Text under study –
The Kings Park Sporting Precinct currently has the capability to host 42 Olympic Codes and is just under 2 km from Sahara Kingsmead Cricket Stadium and the Greyville Racecourse, home of the Durban July. The Kings Park Sports Medicine Centre is located on Walter Gilbert Road between the two largest stadiums. The precinct, along with the ICC Durban will be the epicentre of the World Transplant Games in 2013.

==Sporting venues==

- Moses Mabhida Stadium - football, athletics
- Kings Park Stadium - rugby, football, concerts
- Outer Fields, Kings Park - rugby, athletics
- Collegians Athletics Stadium - athletics
- Kings Park Aquatic Centre - aquatics including swimming, diving and synchronised swimming
- Cyril Geoghegan Velodrome - cycling
- Newmarket Stables
- Battery Beaches I and II, Oasis Beach, and Country Club Beach - all ocean sports
- Blue Lagoon / Umgeni River - canoeing
- Stables Archery Range - archery
- Golf courses - Windor Park; Windsor Mashie; Durban Country Club

==Other facilities==
- Suncoast Casino and Entertainment World
- BMX Track

==Accommodation==
- Suncoast Casino and Entertainment World

==Transport==

The precinct is served by a railway line and three stations, Umgeni, Moses Mabhida Stadium and Durban. The M4 provides road access up the north coast and the M12 to the city centre. The R102 (M19) runs inland towards Westville.

Prompt –
List the three railway stations that the Kings Park Sporting Precinct text names as serving the precinct.

Dataset section –

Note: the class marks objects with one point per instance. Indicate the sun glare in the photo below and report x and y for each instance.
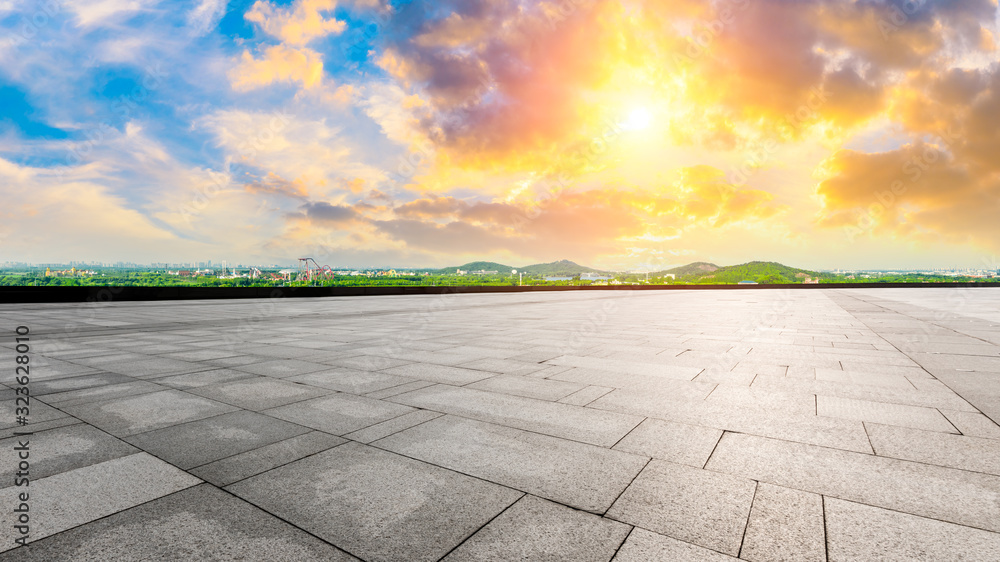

Your response –
Umgeni
Moses Mabhida Stadium
Durban